--- Exercise ---
Locate "Review step: verify that every instance of the tall grass" in the listing below, then output the line holding it and every line after it, exactly and with nothing else.

--- Stored items from a collection ---
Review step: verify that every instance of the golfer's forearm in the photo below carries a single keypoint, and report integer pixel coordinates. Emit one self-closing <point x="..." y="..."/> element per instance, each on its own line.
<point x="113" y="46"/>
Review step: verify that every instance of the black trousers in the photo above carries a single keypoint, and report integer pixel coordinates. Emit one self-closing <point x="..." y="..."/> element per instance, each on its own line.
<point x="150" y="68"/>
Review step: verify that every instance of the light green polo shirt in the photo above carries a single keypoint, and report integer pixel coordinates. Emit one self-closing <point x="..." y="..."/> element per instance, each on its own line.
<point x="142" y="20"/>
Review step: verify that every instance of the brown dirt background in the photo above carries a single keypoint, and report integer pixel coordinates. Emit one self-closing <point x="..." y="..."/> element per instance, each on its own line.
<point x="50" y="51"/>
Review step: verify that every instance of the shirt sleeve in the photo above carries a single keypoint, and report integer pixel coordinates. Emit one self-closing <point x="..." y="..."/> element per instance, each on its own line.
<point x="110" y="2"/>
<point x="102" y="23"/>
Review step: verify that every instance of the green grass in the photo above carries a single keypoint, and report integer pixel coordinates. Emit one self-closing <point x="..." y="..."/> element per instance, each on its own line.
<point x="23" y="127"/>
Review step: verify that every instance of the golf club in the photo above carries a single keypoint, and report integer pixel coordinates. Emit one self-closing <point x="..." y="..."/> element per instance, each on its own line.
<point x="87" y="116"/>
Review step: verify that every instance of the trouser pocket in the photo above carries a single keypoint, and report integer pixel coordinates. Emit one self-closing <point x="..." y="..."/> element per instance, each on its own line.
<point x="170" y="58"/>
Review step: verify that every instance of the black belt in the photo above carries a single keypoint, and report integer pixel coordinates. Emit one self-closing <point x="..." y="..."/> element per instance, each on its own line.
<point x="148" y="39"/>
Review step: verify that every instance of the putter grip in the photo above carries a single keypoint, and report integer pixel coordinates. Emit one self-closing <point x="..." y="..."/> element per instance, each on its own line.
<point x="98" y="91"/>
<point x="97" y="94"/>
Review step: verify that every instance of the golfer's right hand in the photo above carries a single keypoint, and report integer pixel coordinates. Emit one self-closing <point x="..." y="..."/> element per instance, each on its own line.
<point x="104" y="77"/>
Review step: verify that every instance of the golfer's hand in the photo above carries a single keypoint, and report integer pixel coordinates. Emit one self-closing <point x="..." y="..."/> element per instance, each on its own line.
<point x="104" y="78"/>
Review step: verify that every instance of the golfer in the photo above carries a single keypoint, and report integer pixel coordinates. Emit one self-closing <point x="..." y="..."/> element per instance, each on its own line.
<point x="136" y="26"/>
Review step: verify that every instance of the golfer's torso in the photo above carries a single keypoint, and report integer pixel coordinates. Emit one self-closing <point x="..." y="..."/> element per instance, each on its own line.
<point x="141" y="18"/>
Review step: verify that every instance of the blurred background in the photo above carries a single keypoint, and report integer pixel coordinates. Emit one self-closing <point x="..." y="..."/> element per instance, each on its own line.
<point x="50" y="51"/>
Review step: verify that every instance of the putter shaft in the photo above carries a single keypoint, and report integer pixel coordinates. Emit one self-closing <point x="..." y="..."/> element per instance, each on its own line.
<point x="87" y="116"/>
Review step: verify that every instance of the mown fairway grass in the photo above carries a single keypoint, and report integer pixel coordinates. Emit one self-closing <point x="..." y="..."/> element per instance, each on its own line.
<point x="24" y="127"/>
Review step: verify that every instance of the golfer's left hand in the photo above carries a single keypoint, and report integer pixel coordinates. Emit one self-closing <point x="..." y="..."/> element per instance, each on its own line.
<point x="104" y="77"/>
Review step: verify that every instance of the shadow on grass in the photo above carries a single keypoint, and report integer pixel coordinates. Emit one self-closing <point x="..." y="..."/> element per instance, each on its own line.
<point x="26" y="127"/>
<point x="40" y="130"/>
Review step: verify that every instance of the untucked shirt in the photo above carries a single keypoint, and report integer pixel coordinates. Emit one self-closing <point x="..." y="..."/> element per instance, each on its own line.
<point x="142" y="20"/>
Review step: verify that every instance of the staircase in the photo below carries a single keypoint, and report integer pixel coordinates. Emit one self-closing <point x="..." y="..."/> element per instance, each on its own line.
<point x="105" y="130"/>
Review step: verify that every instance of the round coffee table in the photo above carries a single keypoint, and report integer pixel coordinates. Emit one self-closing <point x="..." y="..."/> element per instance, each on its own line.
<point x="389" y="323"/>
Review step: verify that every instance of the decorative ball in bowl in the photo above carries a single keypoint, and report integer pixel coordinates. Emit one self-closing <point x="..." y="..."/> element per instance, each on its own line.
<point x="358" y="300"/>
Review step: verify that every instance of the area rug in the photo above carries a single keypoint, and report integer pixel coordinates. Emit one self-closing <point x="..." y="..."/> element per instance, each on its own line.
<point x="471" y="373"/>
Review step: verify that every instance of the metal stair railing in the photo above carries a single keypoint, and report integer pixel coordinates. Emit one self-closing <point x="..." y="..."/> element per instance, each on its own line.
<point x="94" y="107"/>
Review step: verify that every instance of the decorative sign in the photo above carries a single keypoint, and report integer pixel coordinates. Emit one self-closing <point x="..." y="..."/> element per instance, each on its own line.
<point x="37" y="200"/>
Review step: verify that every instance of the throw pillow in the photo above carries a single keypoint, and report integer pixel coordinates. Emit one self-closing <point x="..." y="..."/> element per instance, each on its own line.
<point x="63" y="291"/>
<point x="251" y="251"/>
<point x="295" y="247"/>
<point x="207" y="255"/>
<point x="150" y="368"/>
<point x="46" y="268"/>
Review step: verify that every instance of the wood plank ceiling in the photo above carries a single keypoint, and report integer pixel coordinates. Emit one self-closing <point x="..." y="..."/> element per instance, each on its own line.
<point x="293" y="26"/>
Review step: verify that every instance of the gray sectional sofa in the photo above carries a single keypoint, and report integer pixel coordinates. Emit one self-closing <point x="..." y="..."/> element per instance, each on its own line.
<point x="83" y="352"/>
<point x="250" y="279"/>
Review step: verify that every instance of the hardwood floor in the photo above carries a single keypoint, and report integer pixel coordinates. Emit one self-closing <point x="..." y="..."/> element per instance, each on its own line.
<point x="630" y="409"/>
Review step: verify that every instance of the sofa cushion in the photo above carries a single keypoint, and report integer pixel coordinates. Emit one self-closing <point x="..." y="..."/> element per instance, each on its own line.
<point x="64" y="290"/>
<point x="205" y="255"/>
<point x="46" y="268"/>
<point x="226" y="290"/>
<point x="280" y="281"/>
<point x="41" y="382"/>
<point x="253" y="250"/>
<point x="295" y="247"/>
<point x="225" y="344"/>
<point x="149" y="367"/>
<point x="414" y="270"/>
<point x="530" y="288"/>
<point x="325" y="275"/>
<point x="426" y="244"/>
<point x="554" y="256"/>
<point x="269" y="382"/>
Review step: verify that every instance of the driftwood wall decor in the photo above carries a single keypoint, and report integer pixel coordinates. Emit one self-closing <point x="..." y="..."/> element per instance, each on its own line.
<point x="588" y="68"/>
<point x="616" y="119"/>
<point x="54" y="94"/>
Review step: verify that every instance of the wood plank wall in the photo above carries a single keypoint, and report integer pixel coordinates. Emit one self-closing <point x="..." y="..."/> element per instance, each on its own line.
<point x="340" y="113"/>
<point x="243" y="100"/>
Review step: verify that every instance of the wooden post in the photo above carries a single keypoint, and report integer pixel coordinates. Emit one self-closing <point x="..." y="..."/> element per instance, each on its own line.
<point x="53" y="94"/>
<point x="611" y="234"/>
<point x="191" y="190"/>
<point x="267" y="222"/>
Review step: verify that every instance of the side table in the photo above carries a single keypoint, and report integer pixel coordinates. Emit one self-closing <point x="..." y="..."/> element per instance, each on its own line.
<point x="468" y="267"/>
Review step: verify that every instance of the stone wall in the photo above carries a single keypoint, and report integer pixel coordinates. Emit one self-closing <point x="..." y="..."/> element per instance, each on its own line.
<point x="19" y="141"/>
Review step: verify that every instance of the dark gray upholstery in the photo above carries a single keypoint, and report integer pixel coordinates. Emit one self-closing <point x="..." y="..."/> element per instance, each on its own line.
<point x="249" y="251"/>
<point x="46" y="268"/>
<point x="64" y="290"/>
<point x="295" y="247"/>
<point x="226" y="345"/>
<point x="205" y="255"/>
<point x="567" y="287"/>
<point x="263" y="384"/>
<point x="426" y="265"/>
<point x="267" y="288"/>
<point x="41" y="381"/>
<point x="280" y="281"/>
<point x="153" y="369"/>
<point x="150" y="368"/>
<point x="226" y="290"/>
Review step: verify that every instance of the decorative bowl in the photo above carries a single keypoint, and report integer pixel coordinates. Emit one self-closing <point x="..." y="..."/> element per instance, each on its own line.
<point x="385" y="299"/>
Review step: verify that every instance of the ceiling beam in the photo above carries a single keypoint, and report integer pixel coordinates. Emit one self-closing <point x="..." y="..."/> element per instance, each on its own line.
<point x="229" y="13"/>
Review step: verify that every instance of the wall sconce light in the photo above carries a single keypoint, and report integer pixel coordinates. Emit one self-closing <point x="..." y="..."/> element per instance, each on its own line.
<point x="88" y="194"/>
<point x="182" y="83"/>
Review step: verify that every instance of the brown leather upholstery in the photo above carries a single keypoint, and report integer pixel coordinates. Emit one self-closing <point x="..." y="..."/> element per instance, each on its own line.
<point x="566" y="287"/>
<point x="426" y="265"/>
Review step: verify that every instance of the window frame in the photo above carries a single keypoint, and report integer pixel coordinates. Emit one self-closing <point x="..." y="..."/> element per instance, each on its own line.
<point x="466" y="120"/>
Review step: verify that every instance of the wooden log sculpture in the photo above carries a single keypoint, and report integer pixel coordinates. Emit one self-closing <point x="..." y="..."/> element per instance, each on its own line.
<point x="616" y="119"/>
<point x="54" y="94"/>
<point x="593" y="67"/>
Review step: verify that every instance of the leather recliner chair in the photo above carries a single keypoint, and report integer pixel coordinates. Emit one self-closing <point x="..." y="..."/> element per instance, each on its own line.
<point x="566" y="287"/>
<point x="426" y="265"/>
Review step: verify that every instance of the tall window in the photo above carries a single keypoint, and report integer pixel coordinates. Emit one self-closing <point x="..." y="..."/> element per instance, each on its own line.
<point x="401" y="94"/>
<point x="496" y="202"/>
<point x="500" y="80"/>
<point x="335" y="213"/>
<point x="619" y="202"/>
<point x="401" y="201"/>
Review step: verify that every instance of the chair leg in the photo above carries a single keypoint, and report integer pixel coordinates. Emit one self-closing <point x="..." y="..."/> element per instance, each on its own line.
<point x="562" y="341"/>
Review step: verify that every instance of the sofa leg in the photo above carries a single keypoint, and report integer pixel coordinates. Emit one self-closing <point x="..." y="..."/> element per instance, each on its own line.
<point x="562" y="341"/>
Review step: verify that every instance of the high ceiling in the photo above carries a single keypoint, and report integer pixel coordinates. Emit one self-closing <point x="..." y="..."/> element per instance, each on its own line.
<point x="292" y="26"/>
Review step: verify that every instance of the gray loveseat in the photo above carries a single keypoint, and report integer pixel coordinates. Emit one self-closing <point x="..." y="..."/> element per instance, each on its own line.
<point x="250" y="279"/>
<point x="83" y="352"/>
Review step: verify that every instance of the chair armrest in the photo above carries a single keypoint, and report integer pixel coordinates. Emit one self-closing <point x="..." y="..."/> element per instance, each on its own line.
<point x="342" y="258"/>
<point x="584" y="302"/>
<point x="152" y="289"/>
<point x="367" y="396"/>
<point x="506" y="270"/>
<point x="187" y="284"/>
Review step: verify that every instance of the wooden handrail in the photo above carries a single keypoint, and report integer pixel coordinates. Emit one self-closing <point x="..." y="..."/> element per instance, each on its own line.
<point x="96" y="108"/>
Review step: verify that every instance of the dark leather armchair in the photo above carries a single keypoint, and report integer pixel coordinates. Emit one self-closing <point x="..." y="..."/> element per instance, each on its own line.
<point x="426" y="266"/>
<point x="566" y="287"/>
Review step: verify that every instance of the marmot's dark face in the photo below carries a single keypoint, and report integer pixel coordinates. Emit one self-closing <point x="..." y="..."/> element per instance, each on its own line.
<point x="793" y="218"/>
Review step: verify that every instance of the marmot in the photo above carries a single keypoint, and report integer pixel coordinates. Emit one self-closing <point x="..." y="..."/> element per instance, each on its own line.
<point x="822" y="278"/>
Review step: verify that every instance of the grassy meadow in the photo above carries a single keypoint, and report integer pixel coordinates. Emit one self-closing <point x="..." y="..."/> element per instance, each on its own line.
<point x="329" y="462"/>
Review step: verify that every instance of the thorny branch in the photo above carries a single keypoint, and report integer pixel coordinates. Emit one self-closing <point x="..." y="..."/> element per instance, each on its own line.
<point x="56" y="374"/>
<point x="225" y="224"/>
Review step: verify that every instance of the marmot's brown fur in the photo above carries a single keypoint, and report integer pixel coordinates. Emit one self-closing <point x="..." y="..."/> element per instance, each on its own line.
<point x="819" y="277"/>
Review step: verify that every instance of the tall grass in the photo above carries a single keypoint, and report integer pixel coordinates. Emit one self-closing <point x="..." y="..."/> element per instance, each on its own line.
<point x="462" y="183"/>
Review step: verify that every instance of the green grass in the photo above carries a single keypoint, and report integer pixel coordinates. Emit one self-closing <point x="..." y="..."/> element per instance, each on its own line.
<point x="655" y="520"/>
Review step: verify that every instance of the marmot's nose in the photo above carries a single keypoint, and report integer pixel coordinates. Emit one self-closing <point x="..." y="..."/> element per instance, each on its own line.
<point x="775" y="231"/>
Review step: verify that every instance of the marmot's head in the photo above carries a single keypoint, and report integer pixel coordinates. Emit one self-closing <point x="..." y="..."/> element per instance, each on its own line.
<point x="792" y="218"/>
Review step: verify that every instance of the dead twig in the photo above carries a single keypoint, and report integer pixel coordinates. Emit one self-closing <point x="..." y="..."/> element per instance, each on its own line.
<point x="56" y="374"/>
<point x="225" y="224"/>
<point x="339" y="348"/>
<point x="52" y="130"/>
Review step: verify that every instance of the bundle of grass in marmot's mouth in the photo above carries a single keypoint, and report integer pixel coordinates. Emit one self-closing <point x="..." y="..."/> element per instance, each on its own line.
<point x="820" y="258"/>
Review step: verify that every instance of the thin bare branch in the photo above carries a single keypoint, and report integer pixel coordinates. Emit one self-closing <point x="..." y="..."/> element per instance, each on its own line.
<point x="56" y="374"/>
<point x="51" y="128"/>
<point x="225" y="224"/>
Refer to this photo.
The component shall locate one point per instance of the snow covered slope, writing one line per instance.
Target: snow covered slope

--- Output of the exercise ---
Review step: verify that every instance of the tall grass in the photo above carries a single keypoint, and report integer pixel coordinates. Emit one self-closing <point x="..." y="..."/> element per instance, each on its own line.
<point x="462" y="183"/>
Review step: verify that every instance of the green grass in the photo above carries a single keypoint, and report integer pixel coordinates. Emit one self-closing <point x="..." y="..."/> element per instance, each on its own line.
<point x="655" y="520"/>
Review step: verify that every instance of the marmot's nose in the photo above carries a single keypoint, and report integer pixel coordinates. Emit one self-closing <point x="..." y="..."/> element per instance, each on its own line.
<point x="775" y="231"/>
Review step: verify that every instance of the marmot's head in the photo above carries a single keypoint, and report integer pixel coordinates. Emit one self-closing <point x="..." y="..."/> element per instance, each on its own line.
<point x="792" y="218"/>
Review step: verify that every instance of the dead twig in the photo above carries a single keypoint, and report integer pixel coordinates. Emit one self-closing <point x="..." y="..."/> element per instance, each on its own line.
<point x="56" y="374"/>
<point x="225" y="224"/>
<point x="339" y="348"/>
<point x="52" y="130"/>
Review step: verify that every instance of the bundle of grass in marmot's mouth in the photo above carries a single keypoint, and report integer pixel coordinates. Emit one self-closing <point x="..." y="..."/> element per instance, each on its own line.
<point x="820" y="258"/>
Review step: verify that every instance of the thin bare branch in the photo above carries a single keypoint, and report integer pixel coordinates. Emit one self-closing <point x="..." y="..."/> element per instance, each on its own line.
<point x="56" y="374"/>
<point x="51" y="128"/>
<point x="225" y="224"/>
Refer to this photo.
The component shall locate one point per instance of the snow covered slope, writing one line per instance.
Target: snow covered slope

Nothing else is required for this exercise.